_Problem:_ Rewrite the data from the line containing "query: the noun phrase to segment: red" up to and including the line containing "127L93 127L96 130L95" as a numbered list, skipping any blank lines.

Contour labeling entries
┄┄┄┄┄┄┄┄┄┄┄┄┄┄┄┄┄┄┄┄

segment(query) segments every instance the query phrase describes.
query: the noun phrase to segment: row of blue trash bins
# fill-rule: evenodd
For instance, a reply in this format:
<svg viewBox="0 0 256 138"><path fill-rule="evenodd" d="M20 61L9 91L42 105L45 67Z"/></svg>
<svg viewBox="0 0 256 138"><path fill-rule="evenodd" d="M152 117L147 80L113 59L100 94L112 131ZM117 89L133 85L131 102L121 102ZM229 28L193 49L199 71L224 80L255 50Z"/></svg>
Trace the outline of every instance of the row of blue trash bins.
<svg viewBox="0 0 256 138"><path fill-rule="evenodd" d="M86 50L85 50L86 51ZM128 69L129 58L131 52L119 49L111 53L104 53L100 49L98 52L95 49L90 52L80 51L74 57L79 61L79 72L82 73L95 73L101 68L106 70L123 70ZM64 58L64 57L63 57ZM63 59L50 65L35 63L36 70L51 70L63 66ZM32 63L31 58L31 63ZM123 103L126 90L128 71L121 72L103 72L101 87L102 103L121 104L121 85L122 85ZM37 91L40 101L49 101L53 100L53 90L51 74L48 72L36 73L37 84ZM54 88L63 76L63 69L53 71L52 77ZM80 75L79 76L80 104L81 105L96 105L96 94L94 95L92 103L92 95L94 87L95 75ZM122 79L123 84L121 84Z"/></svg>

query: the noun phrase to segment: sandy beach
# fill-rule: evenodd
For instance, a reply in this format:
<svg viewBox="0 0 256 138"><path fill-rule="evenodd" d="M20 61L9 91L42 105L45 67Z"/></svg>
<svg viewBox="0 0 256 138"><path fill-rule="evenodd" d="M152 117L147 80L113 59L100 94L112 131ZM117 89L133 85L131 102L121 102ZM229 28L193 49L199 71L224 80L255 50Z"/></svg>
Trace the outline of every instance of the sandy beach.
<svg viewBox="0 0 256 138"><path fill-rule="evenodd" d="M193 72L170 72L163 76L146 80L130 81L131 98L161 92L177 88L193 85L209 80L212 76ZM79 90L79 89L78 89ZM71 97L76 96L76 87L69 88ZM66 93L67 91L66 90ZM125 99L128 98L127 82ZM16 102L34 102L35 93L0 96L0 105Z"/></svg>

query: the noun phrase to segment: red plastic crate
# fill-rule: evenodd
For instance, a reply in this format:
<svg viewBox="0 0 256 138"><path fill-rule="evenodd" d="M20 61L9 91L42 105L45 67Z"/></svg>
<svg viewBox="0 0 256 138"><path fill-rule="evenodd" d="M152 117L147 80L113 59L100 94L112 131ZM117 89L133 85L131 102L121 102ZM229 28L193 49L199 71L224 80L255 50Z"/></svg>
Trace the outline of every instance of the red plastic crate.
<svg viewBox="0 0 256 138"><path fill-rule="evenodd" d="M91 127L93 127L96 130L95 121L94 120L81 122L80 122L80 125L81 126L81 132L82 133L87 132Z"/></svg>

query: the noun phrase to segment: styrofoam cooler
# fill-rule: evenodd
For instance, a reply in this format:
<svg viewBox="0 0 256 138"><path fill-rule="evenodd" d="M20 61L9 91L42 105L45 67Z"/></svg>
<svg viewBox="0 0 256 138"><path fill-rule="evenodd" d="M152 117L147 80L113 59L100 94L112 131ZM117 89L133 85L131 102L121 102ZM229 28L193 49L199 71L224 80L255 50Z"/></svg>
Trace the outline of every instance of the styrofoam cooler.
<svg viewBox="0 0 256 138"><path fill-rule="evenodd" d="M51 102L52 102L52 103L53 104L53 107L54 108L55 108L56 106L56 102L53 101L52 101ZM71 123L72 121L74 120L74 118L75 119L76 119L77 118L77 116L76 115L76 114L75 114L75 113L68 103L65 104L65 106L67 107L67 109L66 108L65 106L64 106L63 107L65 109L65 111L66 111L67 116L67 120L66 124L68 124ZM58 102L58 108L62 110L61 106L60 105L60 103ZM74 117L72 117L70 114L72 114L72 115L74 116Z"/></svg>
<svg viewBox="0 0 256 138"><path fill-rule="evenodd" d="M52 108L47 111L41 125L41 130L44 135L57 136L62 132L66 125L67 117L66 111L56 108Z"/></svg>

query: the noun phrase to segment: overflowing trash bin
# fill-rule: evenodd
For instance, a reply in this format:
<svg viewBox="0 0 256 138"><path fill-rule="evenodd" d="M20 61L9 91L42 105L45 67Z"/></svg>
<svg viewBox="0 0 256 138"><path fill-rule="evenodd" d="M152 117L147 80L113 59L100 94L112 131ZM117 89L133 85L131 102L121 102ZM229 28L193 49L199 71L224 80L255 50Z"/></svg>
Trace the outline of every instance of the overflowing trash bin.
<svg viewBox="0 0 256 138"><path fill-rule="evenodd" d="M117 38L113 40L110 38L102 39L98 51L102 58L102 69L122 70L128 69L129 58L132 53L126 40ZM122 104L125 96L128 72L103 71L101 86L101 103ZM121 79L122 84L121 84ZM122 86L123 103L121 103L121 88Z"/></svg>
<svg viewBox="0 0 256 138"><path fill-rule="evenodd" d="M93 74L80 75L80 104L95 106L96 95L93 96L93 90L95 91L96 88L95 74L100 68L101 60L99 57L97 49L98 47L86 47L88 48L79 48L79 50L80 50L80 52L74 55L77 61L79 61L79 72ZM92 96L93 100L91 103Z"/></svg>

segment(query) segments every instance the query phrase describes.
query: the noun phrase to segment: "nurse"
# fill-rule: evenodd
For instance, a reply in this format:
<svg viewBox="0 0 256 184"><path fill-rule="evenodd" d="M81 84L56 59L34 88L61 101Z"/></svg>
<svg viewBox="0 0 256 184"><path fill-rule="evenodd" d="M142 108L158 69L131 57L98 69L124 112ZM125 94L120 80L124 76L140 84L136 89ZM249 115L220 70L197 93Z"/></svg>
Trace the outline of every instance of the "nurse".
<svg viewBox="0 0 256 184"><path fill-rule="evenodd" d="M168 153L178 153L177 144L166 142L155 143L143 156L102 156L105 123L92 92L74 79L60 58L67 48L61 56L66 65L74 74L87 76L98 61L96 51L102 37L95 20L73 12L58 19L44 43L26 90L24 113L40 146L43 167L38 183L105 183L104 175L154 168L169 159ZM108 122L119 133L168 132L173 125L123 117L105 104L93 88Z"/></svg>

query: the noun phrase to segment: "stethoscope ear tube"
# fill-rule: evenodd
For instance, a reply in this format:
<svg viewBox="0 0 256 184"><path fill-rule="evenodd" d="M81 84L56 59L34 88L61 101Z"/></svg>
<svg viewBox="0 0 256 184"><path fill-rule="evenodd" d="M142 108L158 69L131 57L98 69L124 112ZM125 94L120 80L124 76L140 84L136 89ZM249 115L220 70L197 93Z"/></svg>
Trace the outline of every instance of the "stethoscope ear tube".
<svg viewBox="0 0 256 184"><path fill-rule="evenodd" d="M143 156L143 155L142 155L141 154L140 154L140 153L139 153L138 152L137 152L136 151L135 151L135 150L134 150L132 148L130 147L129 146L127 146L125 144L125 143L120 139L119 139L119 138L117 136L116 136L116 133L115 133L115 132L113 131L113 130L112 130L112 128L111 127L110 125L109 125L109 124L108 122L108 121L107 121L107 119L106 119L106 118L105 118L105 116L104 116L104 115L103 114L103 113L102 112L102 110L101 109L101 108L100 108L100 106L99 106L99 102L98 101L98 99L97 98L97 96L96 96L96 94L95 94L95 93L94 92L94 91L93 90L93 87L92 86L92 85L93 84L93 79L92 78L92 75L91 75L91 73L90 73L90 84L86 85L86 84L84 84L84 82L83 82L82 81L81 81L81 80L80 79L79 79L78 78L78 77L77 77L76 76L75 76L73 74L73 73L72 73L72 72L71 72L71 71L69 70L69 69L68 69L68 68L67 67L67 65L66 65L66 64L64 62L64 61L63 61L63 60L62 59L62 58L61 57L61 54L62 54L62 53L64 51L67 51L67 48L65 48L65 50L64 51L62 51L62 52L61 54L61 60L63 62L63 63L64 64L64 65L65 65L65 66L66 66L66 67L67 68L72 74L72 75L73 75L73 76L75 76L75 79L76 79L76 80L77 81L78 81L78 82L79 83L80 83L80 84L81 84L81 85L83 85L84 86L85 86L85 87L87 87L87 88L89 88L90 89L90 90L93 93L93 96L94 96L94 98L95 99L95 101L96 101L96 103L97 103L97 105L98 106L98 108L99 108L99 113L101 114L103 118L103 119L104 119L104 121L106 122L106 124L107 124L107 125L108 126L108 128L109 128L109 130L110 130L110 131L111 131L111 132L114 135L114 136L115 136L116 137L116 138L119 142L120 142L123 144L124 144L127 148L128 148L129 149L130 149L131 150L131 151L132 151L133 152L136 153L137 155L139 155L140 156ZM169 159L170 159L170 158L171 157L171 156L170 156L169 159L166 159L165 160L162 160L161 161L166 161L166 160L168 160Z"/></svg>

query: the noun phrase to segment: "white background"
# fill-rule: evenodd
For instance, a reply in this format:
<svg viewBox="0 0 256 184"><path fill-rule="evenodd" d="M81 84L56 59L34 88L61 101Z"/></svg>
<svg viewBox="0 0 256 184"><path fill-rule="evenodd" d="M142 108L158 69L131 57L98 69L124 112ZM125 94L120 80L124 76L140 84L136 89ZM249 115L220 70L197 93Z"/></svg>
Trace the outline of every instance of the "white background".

┄┄┄┄┄┄┄┄┄┄┄┄┄┄┄┄┄┄┄┄

_Exercise answer:_
1. query: the noun phrase to segment: red plastic crate
2. # fill-rule: evenodd
3. For instance, a reply in this format:
4. <svg viewBox="0 0 256 138"><path fill-rule="evenodd" d="M20 61L9 91L42 105L45 67Z"/></svg>
5. <svg viewBox="0 0 256 138"><path fill-rule="evenodd" d="M152 117L147 80L113 59L100 94L112 131ZM117 89L133 85L131 102L121 102ZM229 28L193 49L199 71L224 80L255 50Z"/></svg>
6. Trace the outline of every instance of the red plastic crate.
7. <svg viewBox="0 0 256 138"><path fill-rule="evenodd" d="M91 127L93 127L96 130L95 121L94 120L81 122L80 122L80 125L81 126L81 132L82 133L87 132Z"/></svg>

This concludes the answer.